— What is needed —
Reproduce all the data, character for character.

##############################

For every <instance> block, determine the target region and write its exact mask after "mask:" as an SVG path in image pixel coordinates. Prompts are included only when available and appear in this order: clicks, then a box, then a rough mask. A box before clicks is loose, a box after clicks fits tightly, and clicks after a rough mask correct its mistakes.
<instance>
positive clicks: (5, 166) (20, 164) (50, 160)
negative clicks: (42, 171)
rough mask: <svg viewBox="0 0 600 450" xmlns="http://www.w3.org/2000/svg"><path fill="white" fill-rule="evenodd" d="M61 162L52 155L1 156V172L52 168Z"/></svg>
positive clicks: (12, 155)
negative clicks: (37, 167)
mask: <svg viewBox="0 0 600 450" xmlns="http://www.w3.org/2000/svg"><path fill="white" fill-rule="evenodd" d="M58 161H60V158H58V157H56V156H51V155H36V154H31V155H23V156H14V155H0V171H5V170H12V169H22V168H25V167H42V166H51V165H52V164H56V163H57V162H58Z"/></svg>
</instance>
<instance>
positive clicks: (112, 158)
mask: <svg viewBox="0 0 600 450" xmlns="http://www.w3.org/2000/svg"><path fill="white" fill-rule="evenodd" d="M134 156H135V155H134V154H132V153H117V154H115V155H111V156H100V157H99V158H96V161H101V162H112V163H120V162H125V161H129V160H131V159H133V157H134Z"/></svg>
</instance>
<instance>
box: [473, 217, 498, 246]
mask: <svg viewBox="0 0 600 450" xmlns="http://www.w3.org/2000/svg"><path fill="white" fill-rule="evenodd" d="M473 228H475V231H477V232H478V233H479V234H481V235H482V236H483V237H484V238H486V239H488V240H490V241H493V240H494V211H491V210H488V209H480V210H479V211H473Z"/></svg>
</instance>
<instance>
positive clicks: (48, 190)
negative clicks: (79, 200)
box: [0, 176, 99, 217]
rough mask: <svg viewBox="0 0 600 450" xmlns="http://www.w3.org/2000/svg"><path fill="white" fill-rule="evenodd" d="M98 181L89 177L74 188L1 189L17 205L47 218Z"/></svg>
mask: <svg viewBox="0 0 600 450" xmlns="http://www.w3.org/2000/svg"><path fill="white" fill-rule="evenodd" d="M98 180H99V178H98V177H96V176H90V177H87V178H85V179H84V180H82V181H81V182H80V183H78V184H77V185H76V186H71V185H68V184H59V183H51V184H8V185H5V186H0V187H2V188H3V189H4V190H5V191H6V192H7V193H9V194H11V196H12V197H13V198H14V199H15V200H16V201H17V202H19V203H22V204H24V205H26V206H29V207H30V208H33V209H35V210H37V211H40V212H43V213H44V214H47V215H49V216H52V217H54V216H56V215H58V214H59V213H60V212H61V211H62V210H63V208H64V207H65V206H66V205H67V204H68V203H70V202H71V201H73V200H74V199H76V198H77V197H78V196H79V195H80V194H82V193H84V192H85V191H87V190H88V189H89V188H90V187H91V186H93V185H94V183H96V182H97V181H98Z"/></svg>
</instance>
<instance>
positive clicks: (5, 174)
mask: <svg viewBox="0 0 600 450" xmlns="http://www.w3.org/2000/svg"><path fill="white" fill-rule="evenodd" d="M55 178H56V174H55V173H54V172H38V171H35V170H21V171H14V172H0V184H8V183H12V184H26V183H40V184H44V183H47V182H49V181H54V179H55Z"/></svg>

##############################

— Final answer —
For every <instance> block, determine the target region and write its exact mask after "mask:" as an SVG path in image pixel coordinates. Prompts are included only when available and appear in this order: clicks, then a box, then a rough mask. A box before clicks is loose, a box after clicks fits tightly, and clicks after a rough mask correct its mistakes.
<instance>
positive clicks: (5, 166) (20, 164) (50, 160)
negative clicks: (42, 171)
rough mask: <svg viewBox="0 0 600 450" xmlns="http://www.w3.org/2000/svg"><path fill="white" fill-rule="evenodd" d="M61 162L52 155L1 156V172L52 168Z"/></svg>
positive clicks: (12, 155)
negative clicks: (37, 167)
mask: <svg viewBox="0 0 600 450" xmlns="http://www.w3.org/2000/svg"><path fill="white" fill-rule="evenodd" d="M58 161H60V158H58V157H56V156H51V155H36V154H31V155H23V156H14V155H0V171H5V170H12V169H22V168H25V167H42V166H51V165H52V164H56V163H57V162H58Z"/></svg>
</instance>
<instance>
positive clicks: (112, 158)
mask: <svg viewBox="0 0 600 450" xmlns="http://www.w3.org/2000/svg"><path fill="white" fill-rule="evenodd" d="M134 156H135V155H134V154H132V153H117V154H115V155H111V156H100V157H99V158H96V161H101V162H112V163H120V162H125V161H129V160H131V159H133V157H134Z"/></svg>
</instance>
<instance>
box: [473, 217, 498, 246]
mask: <svg viewBox="0 0 600 450" xmlns="http://www.w3.org/2000/svg"><path fill="white" fill-rule="evenodd" d="M473 228H475V231H477V232H478V233H479V234H481V235H482V236H483V237H484V238H486V239H488V240H490V241H493V240H494V211H491V210H488V209H480V210H479V211H473Z"/></svg>
</instance>
<instance>
positive clicks: (48, 190)
negative clicks: (79, 200)
box: [0, 176, 99, 217]
rough mask: <svg viewBox="0 0 600 450" xmlns="http://www.w3.org/2000/svg"><path fill="white" fill-rule="evenodd" d="M98 181L89 177L74 188L1 189L17 205L47 218Z"/></svg>
mask: <svg viewBox="0 0 600 450" xmlns="http://www.w3.org/2000/svg"><path fill="white" fill-rule="evenodd" d="M98 180H99V178H98V177H96V176H90V177H87V178H85V179H84V180H82V181H81V182H80V183H78V184H77V185H76V186H71V185H68V184H59V183H51V184H8V185H5V186H0V187H2V188H3V189H4V190H5V191H6V192H7V193H9V194H11V196H12V197H13V198H14V199H15V200H16V201H17V202H19V203H22V204H24V205H26V206H29V207H30V208H33V209H35V210H37V211H40V212H43V213H44V214H47V215H49V216H52V217H54V216H56V215H58V214H59V213H60V212H61V211H62V210H63V208H64V207H65V206H66V205H67V204H68V203H70V202H71V201H73V200H74V199H76V198H77V197H78V196H79V195H80V194H82V193H84V192H85V191H87V190H88V189H89V188H90V187H91V186H93V185H94V183H96V182H97V181H98Z"/></svg>
</instance>
<instance>
positive clicks: (5, 174)
mask: <svg viewBox="0 0 600 450" xmlns="http://www.w3.org/2000/svg"><path fill="white" fill-rule="evenodd" d="M55 178H56V174H55V173H54V172H38V171H35V170H21V171H14V172H0V184H8V183H12V184H26V183H40V184H44V183H47V182H49V181H54V179H55Z"/></svg>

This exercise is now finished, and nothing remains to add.